─── Excerpt provided
Canada's Condominium Magazine
They say nothing can stop an idea whose time has come. Ideas come fast and furious in our wired world, and thanks to the sheer power of billions of connected consumers around the globe, ideas can sweep the planet in the click of a smartphone button. One idea currently blazing hot is Airbnb. It’s the San Francisco-based peer-to-peer room-booking company that started almost by accident and now rivals the big hotel chains in market value: Airbnb is reportedly worth $10 billion today. It operates in 34,000 cities around the world and claims to have more than 1 million listings. More than 25 million guests have booked rooms since 2008. The founders of Airbnb are listed as billionaires by Forbes magazine.
The appeal of staying in someone else’s home is simple: travelers who use Airbnb can find nice accommodations where they can live like a local, for less than they would pay at a hotel. A quick check of Toronto properties available on Airbnb shows a price range of $59–$109 per night. Renters save money. Meanwhile, the people who rent out their space can make money. Instead of leaving the condo or house empty while the owner goes away for a few weeks, he or she can rent it out, conceivably taking in more than the cost of the getaway. Or owners can rent out empty bedrooms on an ongoing basis, being there to keep an eye on things as strangers come and go through their homes. What’s not to love?
Of course there is opposition to Airbnb from some quarters. The hotel industry is understandably less than welcoming of the competition, which it says has an unfair advantage. The hospitality industry is highly regulated: Airbnb is not. Hotels and regulated bed and breakfasts pay taxes that, at the moment, Airbnb users do not. Some cities, including New York and Montreal, have enacted laws that forbid apartment renters and condo owners from renting out their homes for short periods. As of now, there are no such laws against the short-term rental of one’s home in Toronto.
──────
─── Entries shown
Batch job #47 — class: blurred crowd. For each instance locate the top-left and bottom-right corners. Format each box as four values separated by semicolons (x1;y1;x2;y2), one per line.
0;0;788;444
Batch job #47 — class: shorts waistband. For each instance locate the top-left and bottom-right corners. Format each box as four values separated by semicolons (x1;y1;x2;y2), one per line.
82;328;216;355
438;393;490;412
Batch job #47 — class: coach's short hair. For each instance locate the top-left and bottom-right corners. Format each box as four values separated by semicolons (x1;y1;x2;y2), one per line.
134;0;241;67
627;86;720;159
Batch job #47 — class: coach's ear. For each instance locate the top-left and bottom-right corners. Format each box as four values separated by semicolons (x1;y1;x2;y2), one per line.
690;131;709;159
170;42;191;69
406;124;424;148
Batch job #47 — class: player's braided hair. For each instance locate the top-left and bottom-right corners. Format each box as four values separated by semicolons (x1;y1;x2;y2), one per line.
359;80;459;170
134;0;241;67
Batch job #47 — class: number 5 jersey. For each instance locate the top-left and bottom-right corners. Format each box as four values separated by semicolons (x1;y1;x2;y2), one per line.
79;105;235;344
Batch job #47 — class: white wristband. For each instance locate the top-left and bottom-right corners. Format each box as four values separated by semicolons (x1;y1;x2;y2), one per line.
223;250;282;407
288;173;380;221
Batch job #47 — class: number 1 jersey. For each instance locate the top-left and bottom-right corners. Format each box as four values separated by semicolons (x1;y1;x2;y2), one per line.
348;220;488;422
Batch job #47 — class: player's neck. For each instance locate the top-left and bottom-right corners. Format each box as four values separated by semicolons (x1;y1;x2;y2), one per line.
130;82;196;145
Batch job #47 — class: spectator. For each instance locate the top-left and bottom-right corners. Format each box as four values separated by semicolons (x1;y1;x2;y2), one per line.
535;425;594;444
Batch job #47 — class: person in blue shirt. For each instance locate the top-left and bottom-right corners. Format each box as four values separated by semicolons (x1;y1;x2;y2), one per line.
──────
• **What to work on**
1. Reproduce the passage of the Airbnb article starting at "Canada's Condominium Magazine" and ending at "by Forbes magazine.".
2. Answer these questions from the Airbnb article:
(a) In how many cities around the world does Airbnb operate?
(b) What nightly price range does a check of Toronto properties on Airbnb show?
(c) Which two cities are named as having enacted laws that forbid apartment renters and condo owners from renting out their homes for short periods?
3. Write the next part of the Airbnb article, picking up after its final sentence.

• **Replies**
1.
Canada's Condominium Magazine
They say nothing can stop an idea whose time has come. Ideas come fast and furious in our wired world, and thanks to the sheer power of billions of connected consumers around the globe, ideas can sweep the planet in the click of a smartphone button. One idea currently blazing hot is Airbnb. It’s the San Francisco-based peer-to-peer room-booking company that started almost by accident and now rivals the big hotel chains in market value: Airbnb is reportedly worth $10 billion today. It operates in 34,000 cities around the world and claims to have more than 1 million listings. More than 25 million guests have booked rooms since 2008. The founders of Airbnb are listed as billionaires by Forbes magazine.

2.
(a) 34,000
(b) $59–$109 per night
(c) New York and Montreal

3.
Airbnb has generated its share of the usual horror stories. One California man rented out his home through Airbnb for a month, but when he returned, the renter refused to leave, forcing the owner to take costly legal action to have him evicted. Others have reported their property ransacked by guests (including axe marks in the doors), disputes over payments, apartments used for illegal activities (drugs, prostitution) and more. These types of behaviour, however, are also seen in the mainstream hotel business. A certain percentage of people out there will always break the law and be just plain crazy. Airbnb advises that owners do a bit of background checking on potential renters, such as checking for positive reviews by previous owners. Renters can do the same, finding out whether the place is as advertised.
Toronto condo owners who are interested in getting in on the Airbnb action should check first with their condo corporation. It may be against the corporation’s rules to rent your condo for a short term. That situation is in a state of flux, according to lawyer Jason Rivalt. He wrote in the Law Times that more and more condo corporations are including “explicit permissions” for short-term rentals, because of new businesses like Airbnb. The openness to short-term rentals also makes the condos more marketable, something developers want.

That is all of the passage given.